:: Written request 1 ::
In the forum excerpt, what monthly price does the first post say YTTV charged for its feature upgrade package during the first 12 months?

:: Excerpt ::
I'm surprised that YTTV is supposedly going to charge $20/mo for their feature upgrade package after offering it for just $10 the first 12 months. IMO, it doesn't add enough to the experience to justify an extra $20. $10, OK, but not $20. I doubt many individual households need more than 3 simultaneous streams, or downloads for offline playback, and there's not that much 4K cable TV content available. My guess is that they'll never end up increasing the price for it to $20. Instead, next year they'll raise the base package price by $5-10 (and add a few more channels) while holding the feature upgrade package to just $10/mo.


----------



## NashGuy (Jan 30, 2014)

lparsons21 said:


> Uh, IMO YTTV's channel lineup is much closer to ATT's Ultimate than Choice.


In terms of sports channels (with the big exception of RSNs), yes. But otherwise, YTTV is closer to AT&T TV's Choice than Ultimate because the latter has the Starz Encore channels, plus some minor Discovery and Viacom nets, all of which YTTV lacks. And, of course, YTTV completely lacks nets from Hallmark and A+E Networks, although my assumption is that some of those eventually get added to YTTV as it slowly builds into a full-fledged nationwide replacement for traditional cable TV, i.e. the streaming era equivalent of what DBS was back in the 90s.


----------



## lparsons21 (Mar 4, 2006)

NashGuy said:


> In terms of sports channels (with the big exception of RSNs), yes. But otherwise, YTTV is closer to AT&T TV's Choice than Ultimate because the latter has the Starz Encore channels, plus some minor Discovery and Viacom nets, all of which YTTV lacks. And, of course, YTTV completely lacks nets from Hallmark and A+E Networks, although my assumption is that some of those eventually get added to YTTV as it slowly builds into a full-fledged nationwide replacement for traditional cable TV, i.e. the streaming era equivalent of what DBS was back in the 90s.


I had actually forgotten that Starz was included in Ultimate. As to the other channel differences, well that's the biggest issue with selecting which live streamer to go with as none of them have all of the channels.

As to YTTV and Viacom, aren't most if not all of them on YTTV now? Seems to me they are.


----------



## NashGuy (Jan 30, 2014)

lparsons21 said:


> I had actually forgotten that Starz was included in Ultimate. As to the other channel differences, well that's the biggest issue with selecting which live streamer to go with as none of them have all of the channels.

(Location identification items)
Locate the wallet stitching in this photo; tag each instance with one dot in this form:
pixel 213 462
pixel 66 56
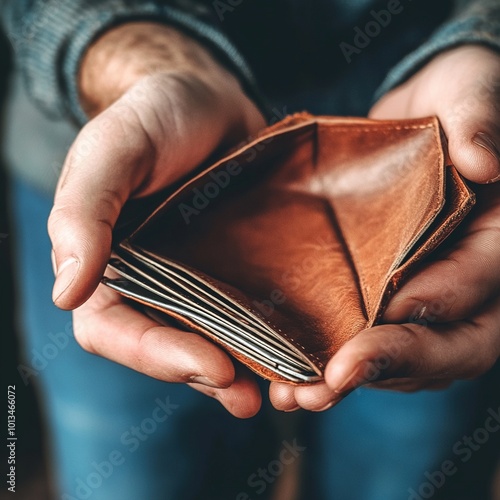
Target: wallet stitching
pixel 369 309
pixel 269 323
pixel 373 313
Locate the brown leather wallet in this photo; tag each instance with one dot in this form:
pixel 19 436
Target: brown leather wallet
pixel 289 246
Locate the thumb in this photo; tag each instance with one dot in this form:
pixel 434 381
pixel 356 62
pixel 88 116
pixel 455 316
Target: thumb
pixel 100 172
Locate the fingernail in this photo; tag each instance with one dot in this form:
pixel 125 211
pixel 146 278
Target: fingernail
pixel 66 273
pixel 486 142
pixel 201 379
pixel 329 405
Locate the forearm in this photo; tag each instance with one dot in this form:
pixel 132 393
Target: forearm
pixel 124 55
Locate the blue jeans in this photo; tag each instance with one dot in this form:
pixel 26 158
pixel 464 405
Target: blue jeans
pixel 117 434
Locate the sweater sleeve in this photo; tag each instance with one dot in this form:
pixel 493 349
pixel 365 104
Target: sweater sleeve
pixel 50 37
pixel 473 22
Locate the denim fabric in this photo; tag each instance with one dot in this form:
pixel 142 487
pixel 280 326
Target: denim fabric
pixel 117 434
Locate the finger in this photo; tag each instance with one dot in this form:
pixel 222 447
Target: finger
pixel 242 398
pixel 317 397
pixel 410 384
pixel 454 286
pixel 282 396
pixel 469 116
pixel 103 167
pixel 463 349
pixel 162 352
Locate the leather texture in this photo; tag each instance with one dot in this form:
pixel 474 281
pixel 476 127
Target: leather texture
pixel 301 236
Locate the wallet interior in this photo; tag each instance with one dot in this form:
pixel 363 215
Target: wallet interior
pixel 293 244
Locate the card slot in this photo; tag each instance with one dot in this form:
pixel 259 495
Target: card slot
pixel 239 344
pixel 192 279
pixel 280 350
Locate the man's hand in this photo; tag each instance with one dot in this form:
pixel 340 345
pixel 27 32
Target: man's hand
pixel 161 105
pixel 444 324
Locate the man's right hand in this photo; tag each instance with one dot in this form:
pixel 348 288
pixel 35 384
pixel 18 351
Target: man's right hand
pixel 161 105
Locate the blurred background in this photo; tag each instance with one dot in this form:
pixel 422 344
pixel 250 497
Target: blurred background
pixel 31 467
pixel 478 479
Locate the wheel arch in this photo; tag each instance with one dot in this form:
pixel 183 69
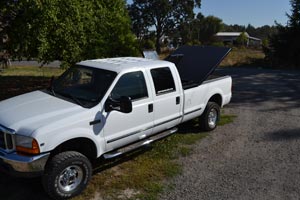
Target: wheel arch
pixel 217 98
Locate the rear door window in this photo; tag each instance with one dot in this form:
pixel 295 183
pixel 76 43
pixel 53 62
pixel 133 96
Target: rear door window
pixel 163 80
pixel 131 85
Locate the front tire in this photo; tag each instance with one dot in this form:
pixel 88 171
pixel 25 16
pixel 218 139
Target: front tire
pixel 210 117
pixel 67 175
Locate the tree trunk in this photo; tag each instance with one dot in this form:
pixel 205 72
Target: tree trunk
pixel 157 44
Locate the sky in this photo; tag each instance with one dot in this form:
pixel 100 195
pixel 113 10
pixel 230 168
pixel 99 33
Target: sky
pixel 244 12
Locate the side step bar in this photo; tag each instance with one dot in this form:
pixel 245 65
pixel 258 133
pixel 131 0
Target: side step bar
pixel 139 144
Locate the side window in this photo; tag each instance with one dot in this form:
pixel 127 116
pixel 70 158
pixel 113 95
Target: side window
pixel 132 85
pixel 163 80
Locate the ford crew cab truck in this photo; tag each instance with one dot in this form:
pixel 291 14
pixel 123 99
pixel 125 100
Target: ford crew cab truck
pixel 104 108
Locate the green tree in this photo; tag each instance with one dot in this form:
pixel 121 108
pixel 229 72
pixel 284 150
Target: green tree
pixel 284 47
pixel 67 30
pixel 209 26
pixel 201 29
pixel 242 39
pixel 163 15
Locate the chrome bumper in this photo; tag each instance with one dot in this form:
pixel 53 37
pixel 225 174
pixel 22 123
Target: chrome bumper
pixel 23 165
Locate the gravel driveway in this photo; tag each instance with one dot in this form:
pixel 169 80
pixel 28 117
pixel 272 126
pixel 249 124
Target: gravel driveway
pixel 257 156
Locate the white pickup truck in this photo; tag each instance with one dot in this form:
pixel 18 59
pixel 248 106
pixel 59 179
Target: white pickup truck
pixel 104 108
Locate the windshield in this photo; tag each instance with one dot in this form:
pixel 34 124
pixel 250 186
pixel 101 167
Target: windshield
pixel 83 85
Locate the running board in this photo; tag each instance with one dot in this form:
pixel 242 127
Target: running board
pixel 139 144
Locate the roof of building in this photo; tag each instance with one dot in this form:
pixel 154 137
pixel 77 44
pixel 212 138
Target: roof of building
pixel 231 34
pixel 122 64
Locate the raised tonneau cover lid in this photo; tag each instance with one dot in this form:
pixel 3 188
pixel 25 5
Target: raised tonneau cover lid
pixel 196 63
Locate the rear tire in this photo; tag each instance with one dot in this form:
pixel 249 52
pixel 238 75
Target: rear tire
pixel 66 175
pixel 210 117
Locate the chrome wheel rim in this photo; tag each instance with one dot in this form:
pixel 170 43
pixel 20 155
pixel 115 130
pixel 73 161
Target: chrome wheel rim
pixel 212 118
pixel 70 178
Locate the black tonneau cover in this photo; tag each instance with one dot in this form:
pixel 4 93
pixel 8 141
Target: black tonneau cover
pixel 196 63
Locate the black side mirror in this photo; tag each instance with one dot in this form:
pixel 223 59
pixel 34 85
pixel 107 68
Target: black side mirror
pixel 123 105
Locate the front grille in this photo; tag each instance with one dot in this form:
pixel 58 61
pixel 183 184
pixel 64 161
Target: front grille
pixel 6 139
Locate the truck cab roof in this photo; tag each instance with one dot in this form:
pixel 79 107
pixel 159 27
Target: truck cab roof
pixel 124 63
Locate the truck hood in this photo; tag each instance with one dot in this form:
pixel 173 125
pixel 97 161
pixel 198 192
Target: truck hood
pixel 30 111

:: Written request 2 ::
Lay out the lines of the rows above, from the line containing "Locate the thumb" through the line containing "pixel 329 405", inclusive, as a Markdown table with columns Num and Line, numbering each line and leaving out blank lines.

:: Response 1 ::
$10 a month.

:: Response 2 ::
| Num | Line |
|---|---|
| 1 | Locate the thumb in this photo; tag each instance with one dot in this form: |
| 2 | pixel 434 381 |
| 3 | pixel 356 62 |
| 4 | pixel 88 116 |
| 5 | pixel 455 316 |
| 6 | Target: thumb |
| 7 | pixel 100 172 |
| 8 | Locate the fingernail in this photo; tag each instance with one dot in this form: |
| 9 | pixel 125 211 |
| 10 | pixel 146 278 |
| 11 | Target: fingernail |
| 12 | pixel 66 273 |
| 13 | pixel 486 142 |
| 14 | pixel 201 379 |
| 15 | pixel 329 405 |